§ **Texto de lectura**
Sin preocuparse por las críticas que llovían desde toda Europa, Orban también se declaró en rebelión, en este caso contra las orientaciones de Bruselas, y en su cruzada contra los refugiados sublevó a otros tres países de la región, miembros de la Unión Europea (UE) desde 2004: Polonia, la República Checa y Eslovaquia anunciaron que –a despecho de las cuotas atribuidas por la UE– sólo aceptarán 200 refugiados cada uno y “a condición de que sean cristianos”.

Esa “invasión musulmana” es el mejor pretexto que podía encontrar para galvanizar a una opinión pública que en 2014 le acordó la mayoría en el Parlamento, pero que ahora comienza a mirar con inquietud su comportamiento totalitario y sus experiencias poco ortodoxas en materia económica.

Críticas. Sus adversarios lo comparan a veces con el ex presidente venezolano Hugo Chávez por su antiliberalismo, otras con el líder ruso Vladimir Putin por su autoritarismo e incluso con el ex dictador rumano Nicolae Ceaucescu por el culto a la personalidad.

§ **Tarea requerida**
Determine si cada afirmación concuerda con el texto sobre Orban y responda sí o no, citando literalmente las palabras del texto que lo deciden: (a) Polonia, la República Checa y Eslovaquia son miembros de la UE desde 2004. (b) Esos tres países anunciaron que aceptarán 500 refugiados cada uno. (c) Sus adversarios lo comparan con Vladimir Putin por su antiliberalismo.

§ **Extractos de datos de señalamiento**
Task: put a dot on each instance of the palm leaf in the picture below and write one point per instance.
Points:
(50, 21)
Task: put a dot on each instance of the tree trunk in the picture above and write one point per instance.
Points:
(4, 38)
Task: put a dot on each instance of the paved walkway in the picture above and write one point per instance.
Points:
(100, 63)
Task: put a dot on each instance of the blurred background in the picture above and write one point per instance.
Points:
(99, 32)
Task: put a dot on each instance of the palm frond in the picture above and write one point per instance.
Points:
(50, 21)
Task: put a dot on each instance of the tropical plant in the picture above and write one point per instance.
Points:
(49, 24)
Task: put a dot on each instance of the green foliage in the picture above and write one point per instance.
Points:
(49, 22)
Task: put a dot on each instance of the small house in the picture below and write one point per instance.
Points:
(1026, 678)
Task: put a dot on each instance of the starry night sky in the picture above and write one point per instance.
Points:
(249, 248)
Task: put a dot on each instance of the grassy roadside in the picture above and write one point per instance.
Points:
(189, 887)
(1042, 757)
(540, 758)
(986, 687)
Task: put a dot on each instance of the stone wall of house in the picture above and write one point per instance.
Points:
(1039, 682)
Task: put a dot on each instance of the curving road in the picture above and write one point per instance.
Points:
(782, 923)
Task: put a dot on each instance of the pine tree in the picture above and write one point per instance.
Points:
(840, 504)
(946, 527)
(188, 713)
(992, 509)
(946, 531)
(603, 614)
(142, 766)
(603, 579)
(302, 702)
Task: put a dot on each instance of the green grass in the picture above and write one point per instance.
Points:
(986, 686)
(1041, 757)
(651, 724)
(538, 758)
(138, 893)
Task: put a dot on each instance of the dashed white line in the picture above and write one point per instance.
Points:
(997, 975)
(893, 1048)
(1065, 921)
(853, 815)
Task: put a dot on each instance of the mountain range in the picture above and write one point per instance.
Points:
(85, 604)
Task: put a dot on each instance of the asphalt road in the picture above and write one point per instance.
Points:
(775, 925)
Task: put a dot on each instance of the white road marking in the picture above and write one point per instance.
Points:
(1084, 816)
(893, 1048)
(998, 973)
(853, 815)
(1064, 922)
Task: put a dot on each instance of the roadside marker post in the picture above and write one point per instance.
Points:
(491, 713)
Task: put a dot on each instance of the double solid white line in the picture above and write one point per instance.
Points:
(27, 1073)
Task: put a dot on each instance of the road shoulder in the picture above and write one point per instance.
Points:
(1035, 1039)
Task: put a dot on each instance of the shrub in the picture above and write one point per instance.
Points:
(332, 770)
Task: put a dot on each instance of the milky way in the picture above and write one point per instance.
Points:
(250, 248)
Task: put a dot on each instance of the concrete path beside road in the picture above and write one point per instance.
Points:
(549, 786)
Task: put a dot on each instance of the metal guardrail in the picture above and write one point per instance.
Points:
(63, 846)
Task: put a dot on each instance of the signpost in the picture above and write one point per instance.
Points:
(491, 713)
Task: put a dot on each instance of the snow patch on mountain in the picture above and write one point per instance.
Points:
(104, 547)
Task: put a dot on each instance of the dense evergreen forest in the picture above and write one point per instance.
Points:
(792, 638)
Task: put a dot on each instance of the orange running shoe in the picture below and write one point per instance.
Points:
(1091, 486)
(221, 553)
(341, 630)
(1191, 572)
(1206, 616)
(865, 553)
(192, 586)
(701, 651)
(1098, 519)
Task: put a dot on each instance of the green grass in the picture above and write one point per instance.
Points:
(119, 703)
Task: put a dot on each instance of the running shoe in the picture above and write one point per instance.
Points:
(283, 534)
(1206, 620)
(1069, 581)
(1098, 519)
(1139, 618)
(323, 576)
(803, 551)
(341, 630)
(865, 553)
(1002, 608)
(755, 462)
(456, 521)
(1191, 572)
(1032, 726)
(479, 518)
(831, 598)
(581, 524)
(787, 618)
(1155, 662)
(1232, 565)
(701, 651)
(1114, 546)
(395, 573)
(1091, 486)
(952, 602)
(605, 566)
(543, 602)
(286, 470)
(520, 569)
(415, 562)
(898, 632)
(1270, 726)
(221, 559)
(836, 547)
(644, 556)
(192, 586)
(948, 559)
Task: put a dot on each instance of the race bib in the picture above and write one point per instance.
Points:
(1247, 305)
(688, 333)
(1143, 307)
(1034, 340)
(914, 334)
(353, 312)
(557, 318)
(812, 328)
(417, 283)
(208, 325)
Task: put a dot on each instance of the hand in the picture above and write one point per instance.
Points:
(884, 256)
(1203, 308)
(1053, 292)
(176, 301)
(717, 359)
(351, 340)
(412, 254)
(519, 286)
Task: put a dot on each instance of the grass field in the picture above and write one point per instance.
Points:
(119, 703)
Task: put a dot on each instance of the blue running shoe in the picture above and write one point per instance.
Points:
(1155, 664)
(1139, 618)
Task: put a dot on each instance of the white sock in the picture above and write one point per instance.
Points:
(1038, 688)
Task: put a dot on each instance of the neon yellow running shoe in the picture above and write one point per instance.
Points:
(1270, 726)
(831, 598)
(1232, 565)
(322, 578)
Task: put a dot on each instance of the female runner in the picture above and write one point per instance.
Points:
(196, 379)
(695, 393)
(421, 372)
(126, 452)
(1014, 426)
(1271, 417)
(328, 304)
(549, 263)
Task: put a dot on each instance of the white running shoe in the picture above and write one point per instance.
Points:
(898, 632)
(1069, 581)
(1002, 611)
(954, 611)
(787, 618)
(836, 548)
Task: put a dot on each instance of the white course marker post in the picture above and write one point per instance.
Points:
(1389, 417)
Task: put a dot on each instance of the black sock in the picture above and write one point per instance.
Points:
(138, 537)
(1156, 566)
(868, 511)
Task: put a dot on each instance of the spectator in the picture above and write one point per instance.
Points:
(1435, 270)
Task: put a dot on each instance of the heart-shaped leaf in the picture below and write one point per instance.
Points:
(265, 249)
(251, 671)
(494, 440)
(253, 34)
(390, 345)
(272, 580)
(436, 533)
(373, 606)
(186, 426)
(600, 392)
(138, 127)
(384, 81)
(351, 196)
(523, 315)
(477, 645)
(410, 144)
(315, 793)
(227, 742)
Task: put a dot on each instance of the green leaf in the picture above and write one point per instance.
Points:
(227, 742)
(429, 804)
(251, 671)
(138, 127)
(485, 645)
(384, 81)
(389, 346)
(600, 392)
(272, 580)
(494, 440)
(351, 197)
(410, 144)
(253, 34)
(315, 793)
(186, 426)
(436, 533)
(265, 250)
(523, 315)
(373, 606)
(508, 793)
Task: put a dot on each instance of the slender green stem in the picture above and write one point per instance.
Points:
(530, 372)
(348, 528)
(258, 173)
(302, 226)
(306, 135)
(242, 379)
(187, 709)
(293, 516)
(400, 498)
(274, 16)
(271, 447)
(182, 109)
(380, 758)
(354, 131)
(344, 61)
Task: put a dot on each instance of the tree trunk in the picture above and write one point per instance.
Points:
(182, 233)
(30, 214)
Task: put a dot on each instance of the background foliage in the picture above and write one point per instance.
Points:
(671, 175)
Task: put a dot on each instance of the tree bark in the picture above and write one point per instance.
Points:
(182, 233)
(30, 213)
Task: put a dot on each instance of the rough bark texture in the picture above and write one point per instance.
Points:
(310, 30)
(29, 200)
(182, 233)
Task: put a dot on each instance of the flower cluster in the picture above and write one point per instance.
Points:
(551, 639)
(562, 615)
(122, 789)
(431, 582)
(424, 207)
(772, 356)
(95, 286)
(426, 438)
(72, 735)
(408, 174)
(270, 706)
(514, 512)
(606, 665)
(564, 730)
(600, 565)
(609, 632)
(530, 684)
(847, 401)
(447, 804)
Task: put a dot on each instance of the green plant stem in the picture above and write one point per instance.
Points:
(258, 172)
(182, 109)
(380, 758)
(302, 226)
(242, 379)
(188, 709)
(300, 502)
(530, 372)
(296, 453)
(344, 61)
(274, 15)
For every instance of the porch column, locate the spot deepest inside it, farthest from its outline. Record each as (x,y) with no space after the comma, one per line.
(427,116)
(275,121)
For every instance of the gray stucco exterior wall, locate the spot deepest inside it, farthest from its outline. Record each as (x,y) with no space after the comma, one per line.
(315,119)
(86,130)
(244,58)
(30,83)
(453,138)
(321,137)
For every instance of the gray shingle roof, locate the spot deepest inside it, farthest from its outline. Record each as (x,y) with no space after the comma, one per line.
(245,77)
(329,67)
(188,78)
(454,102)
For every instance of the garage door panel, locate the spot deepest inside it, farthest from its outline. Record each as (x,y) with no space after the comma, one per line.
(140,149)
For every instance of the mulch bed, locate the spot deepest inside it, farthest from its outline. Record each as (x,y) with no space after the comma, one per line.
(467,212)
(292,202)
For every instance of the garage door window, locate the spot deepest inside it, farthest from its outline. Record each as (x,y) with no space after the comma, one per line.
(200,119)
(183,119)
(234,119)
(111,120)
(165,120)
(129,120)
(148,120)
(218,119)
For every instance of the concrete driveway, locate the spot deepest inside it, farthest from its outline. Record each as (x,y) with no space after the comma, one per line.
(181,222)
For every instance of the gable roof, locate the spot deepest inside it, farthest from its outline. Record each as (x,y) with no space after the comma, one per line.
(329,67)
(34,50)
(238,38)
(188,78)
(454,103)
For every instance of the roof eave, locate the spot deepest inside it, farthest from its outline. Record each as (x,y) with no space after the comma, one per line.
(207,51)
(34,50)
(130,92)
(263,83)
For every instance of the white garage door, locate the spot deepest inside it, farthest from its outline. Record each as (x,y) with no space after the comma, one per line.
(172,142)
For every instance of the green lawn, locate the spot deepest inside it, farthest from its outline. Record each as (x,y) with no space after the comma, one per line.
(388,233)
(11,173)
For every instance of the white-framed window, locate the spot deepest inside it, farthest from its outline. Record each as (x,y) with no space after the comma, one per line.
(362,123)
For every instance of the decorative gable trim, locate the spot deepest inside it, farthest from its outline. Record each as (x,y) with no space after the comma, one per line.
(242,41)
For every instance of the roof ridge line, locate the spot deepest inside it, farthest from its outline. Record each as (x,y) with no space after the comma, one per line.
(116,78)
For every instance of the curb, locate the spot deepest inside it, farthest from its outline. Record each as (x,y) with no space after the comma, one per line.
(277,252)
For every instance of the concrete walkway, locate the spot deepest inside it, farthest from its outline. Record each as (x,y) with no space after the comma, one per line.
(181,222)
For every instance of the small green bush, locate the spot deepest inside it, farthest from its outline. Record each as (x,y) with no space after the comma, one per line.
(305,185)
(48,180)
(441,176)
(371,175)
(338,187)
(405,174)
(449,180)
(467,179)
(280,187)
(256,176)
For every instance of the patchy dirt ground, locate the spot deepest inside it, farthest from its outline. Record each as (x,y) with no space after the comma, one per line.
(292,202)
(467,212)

§ **Respuesta a la tarea**
(a) Sí: «miembros de la Unión Europea (UE) desde 2004».
(b) No: «sólo aceptarán 200 refugiados cada uno».
(c) No: «con el líder ruso Vladimir Putin por su autoritarismo».